Collected data:

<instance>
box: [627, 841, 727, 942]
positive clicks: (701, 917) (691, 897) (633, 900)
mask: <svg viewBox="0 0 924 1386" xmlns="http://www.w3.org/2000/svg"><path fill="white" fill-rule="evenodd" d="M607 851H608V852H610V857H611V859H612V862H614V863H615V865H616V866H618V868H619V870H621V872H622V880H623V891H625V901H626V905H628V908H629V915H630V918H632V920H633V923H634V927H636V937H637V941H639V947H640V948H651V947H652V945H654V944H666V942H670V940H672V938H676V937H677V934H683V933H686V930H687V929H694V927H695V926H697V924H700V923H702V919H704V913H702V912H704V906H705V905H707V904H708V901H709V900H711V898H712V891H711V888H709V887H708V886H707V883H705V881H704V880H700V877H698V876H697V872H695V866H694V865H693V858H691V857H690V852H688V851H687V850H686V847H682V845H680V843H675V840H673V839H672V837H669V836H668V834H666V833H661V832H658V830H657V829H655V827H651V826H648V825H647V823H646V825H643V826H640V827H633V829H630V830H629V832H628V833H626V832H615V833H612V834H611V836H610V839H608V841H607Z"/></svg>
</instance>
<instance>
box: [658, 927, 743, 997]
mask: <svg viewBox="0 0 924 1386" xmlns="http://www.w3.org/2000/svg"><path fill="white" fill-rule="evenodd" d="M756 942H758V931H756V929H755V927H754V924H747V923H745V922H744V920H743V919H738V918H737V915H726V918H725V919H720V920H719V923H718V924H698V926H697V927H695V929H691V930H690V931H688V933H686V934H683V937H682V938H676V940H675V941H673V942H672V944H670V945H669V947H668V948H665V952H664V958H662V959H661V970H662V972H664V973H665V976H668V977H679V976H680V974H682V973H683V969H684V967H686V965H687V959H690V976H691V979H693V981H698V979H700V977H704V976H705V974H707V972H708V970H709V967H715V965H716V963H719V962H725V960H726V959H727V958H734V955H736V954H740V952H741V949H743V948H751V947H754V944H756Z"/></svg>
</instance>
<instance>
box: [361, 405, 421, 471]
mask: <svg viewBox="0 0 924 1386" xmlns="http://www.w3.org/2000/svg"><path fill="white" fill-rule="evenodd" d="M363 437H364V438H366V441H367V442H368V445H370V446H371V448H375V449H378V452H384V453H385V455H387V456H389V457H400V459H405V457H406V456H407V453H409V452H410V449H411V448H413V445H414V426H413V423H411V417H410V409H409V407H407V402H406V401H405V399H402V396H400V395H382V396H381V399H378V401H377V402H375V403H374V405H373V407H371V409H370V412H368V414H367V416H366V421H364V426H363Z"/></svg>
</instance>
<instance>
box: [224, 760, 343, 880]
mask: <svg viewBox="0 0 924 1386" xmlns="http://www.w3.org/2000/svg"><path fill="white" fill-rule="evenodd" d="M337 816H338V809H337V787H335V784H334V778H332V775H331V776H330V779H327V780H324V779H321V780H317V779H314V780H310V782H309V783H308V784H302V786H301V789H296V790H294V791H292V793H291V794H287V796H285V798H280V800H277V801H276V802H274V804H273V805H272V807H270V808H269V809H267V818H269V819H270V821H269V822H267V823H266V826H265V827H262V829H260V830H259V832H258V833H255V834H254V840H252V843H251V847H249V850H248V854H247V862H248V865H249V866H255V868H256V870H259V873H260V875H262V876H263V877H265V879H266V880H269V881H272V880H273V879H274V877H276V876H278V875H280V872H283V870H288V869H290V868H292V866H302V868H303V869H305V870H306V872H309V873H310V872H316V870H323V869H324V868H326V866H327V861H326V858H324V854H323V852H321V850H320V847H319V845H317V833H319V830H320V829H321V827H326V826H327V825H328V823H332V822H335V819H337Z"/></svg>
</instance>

REQUIREMENT:
Retype every line of the records above without any change.

RESPONSE AREA:
<instance>
box: [627, 841, 727, 942]
positive clicks: (701, 917) (691, 897) (633, 900)
mask: <svg viewBox="0 0 924 1386" xmlns="http://www.w3.org/2000/svg"><path fill="white" fill-rule="evenodd" d="M607 851H608V852H610V857H611V859H612V862H614V863H615V865H616V866H618V868H619V870H621V872H622V880H623V891H625V901H626V905H628V908H629V915H630V918H632V920H633V923H634V927H636V937H637V941H639V947H640V948H651V947H652V945H654V944H666V942H670V940H672V938H676V937H677V934H683V933H686V930H687V929H694V927H695V926H697V924H700V923H702V919H704V913H702V912H704V906H705V905H707V904H708V901H709V900H711V898H712V891H711V888H709V887H708V886H707V883H705V881H704V880H700V877H698V876H697V872H695V866H694V865H693V858H691V857H690V852H688V851H687V850H686V847H682V845H680V843H675V840H673V839H672V837H669V836H668V834H666V833H661V832H658V830H657V829H655V827H651V826H648V825H647V823H646V825H643V826H640V827H633V829H630V830H629V832H628V833H626V832H615V833H612V834H611V836H610V839H608V841H607Z"/></svg>
</instance>
<instance>
box: [658, 927, 743, 997]
mask: <svg viewBox="0 0 924 1386" xmlns="http://www.w3.org/2000/svg"><path fill="white" fill-rule="evenodd" d="M756 942H758V931H756V929H755V927H754V924H747V923H745V922H744V920H743V919H738V918H737V915H726V918H725V919H720V920H719V923H718V924H698V926H697V927H695V929H691V930H690V931H688V933H686V934H683V937H682V938H676V940H675V941H673V942H672V944H670V945H669V947H668V948H665V952H664V958H662V959H661V970H662V972H664V973H665V976H668V977H679V976H680V974H682V973H683V969H684V967H686V965H687V959H690V976H691V979H693V981H698V979H700V977H704V976H705V974H707V972H708V970H709V967H715V965H716V963H719V962H725V960H726V959H727V958H734V955H736V954H740V952H741V949H743V948H751V947H754V944H756Z"/></svg>
</instance>
<instance>
box: [361, 405, 421, 471]
mask: <svg viewBox="0 0 924 1386" xmlns="http://www.w3.org/2000/svg"><path fill="white" fill-rule="evenodd" d="M363 437H364V438H366V441H367V442H368V445H370V446H371V448H375V449H378V452H384V453H385V455H387V456H389V457H400V459H405V457H406V456H407V453H409V452H410V449H411V448H413V445H414V426H413V423H411V417H410V409H409V407H407V402H406V401H405V399H402V396H400V395H382V396H381V399H378V401H377V402H375V403H374V405H373V407H371V409H370V412H368V414H367V416H366V421H364V426H363Z"/></svg>
</instance>
<instance>
box: [224, 760, 343, 880]
mask: <svg viewBox="0 0 924 1386" xmlns="http://www.w3.org/2000/svg"><path fill="white" fill-rule="evenodd" d="M337 816H338V809H337V787H335V784H334V778H332V775H331V776H330V779H327V780H324V779H321V780H317V779H314V780H310V782H309V783H308V784H302V786H301V789H296V790H294V791H292V793H291V794H287V796H285V798H280V800H277V801H276V802H274V804H273V805H272V807H270V808H269V809H267V818H269V819H270V821H269V822H267V823H266V826H265V827H262V829H260V830H259V832H258V833H255V834H254V840H252V843H251V847H249V850H248V854H247V862H248V865H249V866H255V868H256V870H259V873H260V875H262V876H263V877H265V879H266V880H269V881H272V880H273V879H274V877H276V876H278V875H280V872H283V870H288V869H290V868H292V866H302V868H303V869H305V870H306V872H309V873H310V872H316V870H323V869H324V868H326V866H327V861H326V858H324V854H323V852H321V850H320V847H319V845H317V833H319V830H320V829H321V827H326V826H327V825H328V823H332V822H335V819H337Z"/></svg>
</instance>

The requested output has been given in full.